Search the data for "hummingbird" and copy every matching line.

(Records from a data collection)
⁂
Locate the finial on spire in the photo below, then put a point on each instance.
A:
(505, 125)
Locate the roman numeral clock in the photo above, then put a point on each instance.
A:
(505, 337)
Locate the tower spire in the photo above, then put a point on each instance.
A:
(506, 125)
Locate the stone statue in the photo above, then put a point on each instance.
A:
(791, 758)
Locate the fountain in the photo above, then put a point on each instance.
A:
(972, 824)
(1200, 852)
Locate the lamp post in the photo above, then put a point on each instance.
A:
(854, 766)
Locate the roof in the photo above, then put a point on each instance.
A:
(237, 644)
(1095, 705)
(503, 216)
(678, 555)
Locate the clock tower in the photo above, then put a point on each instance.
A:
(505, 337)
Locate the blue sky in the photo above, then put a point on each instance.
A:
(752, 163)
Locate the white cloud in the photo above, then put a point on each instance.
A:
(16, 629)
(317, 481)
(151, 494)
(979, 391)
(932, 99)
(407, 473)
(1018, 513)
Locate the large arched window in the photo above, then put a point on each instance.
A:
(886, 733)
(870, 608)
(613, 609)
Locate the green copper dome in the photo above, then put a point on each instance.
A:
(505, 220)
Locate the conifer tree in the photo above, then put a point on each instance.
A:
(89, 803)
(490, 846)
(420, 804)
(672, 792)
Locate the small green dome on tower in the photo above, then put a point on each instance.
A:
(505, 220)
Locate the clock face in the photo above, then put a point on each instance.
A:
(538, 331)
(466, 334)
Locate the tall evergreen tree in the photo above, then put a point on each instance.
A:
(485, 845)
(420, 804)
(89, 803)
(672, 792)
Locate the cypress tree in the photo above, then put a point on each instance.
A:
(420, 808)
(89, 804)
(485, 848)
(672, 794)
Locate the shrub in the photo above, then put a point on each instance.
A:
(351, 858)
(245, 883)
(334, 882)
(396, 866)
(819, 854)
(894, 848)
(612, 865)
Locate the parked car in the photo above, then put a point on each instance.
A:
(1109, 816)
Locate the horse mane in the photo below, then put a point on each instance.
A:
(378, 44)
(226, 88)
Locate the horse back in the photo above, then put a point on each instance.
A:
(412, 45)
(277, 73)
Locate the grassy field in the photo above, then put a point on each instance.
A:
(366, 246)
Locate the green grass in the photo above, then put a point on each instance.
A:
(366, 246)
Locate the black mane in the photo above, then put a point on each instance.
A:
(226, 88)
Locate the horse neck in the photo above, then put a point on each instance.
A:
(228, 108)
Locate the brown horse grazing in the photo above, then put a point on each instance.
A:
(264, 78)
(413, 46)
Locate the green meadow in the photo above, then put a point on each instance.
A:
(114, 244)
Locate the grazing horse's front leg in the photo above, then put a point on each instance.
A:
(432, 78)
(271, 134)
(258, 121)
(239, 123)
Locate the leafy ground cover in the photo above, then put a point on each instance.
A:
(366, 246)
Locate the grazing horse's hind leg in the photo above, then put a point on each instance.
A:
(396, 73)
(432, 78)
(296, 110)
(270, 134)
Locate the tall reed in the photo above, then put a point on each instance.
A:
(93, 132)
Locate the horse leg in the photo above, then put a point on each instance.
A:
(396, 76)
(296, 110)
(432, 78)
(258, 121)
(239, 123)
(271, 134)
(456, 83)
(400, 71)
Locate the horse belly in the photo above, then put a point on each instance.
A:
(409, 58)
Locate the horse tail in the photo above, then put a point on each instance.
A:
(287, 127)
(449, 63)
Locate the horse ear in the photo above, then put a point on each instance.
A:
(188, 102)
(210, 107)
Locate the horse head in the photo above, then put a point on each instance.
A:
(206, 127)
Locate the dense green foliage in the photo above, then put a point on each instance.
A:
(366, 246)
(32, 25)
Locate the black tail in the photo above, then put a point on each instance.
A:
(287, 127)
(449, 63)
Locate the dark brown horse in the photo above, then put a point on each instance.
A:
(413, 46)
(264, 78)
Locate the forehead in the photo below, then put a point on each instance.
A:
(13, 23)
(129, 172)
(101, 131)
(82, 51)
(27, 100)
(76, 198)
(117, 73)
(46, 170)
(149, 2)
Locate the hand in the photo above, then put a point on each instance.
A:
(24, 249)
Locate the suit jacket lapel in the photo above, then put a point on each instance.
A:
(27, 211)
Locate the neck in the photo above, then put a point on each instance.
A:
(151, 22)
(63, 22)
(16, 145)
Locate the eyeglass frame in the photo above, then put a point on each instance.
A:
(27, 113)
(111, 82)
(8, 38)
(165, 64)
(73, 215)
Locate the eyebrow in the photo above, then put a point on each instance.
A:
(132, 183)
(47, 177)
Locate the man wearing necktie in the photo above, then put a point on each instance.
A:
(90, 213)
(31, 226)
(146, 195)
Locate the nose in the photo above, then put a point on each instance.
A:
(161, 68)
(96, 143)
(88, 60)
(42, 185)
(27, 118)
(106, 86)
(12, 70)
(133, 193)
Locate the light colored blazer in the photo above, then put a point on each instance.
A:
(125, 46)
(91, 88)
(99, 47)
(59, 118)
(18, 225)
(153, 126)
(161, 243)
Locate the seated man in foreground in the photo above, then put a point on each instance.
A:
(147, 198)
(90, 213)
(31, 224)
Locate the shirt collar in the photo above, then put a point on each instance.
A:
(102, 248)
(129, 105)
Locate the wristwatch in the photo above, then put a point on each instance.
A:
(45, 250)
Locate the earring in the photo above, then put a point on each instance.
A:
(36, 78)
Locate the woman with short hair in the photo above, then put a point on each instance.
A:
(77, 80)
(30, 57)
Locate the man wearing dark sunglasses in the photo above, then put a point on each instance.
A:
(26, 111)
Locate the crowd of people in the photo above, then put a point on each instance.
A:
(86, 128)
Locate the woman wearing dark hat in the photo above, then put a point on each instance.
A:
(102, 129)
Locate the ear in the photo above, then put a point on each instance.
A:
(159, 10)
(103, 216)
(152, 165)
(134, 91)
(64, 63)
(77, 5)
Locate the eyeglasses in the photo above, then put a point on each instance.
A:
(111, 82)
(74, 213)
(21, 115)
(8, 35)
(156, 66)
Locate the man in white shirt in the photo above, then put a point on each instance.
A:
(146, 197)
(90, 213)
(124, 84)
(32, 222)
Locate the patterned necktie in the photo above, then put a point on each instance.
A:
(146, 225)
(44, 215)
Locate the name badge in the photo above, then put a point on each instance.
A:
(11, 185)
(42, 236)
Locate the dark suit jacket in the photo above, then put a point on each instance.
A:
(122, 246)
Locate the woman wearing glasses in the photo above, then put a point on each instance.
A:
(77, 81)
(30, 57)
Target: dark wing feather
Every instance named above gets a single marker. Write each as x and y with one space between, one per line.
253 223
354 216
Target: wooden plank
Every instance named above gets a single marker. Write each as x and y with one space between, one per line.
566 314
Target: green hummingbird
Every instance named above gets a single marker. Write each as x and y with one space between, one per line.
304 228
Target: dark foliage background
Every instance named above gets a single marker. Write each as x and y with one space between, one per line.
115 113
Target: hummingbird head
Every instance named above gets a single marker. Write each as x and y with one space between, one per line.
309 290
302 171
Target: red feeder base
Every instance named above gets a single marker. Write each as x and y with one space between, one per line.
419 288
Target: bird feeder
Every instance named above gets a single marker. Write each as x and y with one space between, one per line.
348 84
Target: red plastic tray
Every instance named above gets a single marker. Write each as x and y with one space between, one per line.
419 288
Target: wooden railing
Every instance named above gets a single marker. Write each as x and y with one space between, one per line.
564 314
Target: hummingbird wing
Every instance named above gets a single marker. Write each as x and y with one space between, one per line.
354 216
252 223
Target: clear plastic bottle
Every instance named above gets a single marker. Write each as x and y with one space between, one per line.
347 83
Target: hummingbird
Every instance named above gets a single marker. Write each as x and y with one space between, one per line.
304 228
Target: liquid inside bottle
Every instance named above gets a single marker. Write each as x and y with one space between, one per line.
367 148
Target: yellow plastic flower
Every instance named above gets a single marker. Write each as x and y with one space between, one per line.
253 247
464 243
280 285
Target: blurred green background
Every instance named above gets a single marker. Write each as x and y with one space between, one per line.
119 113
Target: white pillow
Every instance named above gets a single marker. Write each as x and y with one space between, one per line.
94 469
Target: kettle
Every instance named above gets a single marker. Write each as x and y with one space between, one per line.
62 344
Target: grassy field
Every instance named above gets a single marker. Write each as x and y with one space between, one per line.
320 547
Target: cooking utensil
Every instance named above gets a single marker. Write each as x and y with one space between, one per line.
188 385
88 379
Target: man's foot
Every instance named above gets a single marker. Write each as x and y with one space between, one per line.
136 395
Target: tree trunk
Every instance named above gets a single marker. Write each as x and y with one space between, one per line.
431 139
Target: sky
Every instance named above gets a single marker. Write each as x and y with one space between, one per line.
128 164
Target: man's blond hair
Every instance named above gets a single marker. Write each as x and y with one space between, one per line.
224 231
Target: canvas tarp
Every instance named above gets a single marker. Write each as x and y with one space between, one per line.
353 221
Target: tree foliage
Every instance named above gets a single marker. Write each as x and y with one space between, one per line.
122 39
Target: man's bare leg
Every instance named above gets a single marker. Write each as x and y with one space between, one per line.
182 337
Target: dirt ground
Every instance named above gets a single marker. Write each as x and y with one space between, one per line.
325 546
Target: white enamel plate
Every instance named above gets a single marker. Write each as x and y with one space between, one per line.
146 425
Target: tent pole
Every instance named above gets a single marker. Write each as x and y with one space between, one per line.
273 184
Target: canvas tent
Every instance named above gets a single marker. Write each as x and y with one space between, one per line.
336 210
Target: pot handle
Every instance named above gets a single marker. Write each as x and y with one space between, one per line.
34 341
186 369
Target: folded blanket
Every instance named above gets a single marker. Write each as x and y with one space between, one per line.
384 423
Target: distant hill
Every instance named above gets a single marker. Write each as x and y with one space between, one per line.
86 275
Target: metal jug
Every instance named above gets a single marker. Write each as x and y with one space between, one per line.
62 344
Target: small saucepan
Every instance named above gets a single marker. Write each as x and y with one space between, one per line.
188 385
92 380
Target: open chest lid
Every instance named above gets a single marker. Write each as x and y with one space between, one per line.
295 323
⁂
> **WRITTEN RESPONSE**:
Target: green hummingbird
Target: hummingbird head
Target: hummingbird wing
Target: hummingbird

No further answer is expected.